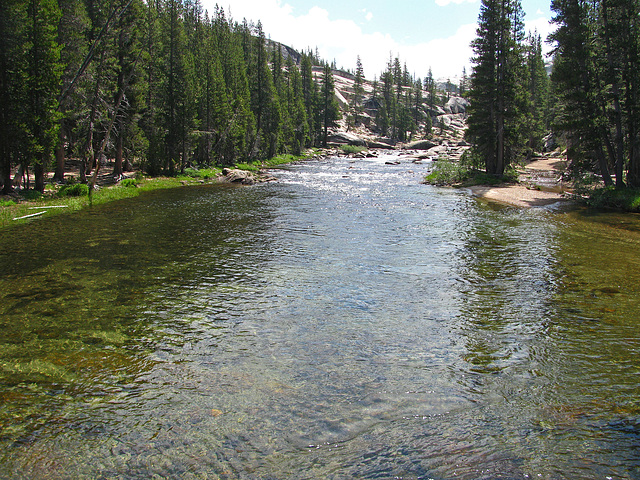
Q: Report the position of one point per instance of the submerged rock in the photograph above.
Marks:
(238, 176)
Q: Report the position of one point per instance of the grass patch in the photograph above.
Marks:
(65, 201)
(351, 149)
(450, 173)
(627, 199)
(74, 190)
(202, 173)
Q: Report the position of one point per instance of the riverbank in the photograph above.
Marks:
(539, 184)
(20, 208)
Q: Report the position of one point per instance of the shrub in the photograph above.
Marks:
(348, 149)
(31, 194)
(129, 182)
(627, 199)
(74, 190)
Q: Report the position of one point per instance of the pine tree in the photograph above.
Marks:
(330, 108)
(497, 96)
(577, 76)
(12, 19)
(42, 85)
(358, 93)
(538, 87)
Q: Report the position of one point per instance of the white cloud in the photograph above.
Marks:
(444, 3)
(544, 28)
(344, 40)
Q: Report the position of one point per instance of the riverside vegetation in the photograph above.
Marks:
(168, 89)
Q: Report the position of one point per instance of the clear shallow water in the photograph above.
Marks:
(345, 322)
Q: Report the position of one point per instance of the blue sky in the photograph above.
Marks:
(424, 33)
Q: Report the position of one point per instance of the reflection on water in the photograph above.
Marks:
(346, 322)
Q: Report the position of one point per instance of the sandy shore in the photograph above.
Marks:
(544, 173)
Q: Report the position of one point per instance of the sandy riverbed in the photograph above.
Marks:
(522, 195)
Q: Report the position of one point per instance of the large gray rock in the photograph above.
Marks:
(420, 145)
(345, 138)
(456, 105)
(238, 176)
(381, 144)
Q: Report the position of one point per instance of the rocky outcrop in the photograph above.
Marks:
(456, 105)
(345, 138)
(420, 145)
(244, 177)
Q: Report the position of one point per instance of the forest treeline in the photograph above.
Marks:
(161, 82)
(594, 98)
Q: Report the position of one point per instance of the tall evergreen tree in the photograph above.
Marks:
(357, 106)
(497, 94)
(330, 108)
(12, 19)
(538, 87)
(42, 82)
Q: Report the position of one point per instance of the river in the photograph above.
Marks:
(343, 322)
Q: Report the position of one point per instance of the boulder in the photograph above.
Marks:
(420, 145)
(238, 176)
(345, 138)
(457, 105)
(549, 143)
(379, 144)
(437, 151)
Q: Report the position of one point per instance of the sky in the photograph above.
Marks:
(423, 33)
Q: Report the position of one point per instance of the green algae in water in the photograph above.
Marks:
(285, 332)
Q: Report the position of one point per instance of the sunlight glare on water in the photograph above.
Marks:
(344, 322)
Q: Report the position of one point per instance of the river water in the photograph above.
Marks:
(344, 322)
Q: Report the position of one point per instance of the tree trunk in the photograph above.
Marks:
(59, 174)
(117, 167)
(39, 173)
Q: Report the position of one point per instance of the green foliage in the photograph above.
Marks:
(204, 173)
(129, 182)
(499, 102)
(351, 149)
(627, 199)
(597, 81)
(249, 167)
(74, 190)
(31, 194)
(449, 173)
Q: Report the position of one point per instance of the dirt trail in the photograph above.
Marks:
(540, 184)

=======

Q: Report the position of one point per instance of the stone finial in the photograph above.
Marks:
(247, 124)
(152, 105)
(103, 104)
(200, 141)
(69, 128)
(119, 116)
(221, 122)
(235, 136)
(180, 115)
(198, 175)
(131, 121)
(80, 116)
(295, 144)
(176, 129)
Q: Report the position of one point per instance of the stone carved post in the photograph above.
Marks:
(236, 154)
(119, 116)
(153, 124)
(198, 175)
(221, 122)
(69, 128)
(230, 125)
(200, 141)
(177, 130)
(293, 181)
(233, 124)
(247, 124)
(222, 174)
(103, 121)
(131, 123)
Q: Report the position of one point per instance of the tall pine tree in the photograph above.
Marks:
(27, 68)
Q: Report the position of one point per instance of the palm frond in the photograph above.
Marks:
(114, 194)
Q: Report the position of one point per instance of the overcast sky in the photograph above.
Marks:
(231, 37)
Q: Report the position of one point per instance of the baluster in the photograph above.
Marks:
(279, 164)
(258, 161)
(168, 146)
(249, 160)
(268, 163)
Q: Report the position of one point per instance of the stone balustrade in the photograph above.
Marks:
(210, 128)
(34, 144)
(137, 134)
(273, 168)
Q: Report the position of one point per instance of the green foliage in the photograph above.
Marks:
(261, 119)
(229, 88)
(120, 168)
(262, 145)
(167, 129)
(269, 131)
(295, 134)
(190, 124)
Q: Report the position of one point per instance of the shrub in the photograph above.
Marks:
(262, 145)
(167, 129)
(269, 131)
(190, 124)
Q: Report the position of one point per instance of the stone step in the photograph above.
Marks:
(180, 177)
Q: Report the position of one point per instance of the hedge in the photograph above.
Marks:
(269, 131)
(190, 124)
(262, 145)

=======

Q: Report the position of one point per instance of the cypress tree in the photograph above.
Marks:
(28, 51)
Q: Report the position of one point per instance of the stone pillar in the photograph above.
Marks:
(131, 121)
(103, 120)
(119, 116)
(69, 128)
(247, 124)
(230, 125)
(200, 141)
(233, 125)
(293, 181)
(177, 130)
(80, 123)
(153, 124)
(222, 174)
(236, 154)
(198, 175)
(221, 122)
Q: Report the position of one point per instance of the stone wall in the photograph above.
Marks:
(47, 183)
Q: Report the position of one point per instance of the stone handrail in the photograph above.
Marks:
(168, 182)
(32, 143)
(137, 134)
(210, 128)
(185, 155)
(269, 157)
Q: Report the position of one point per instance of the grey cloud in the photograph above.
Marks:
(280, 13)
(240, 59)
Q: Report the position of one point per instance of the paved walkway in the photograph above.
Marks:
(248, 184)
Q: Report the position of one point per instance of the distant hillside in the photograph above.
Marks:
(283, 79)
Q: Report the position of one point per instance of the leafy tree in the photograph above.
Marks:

=======

> [What you have to do]
Report how many lines of the material above contain the string "tall", matching case exactly. Give only the number.

> [Finished task]
2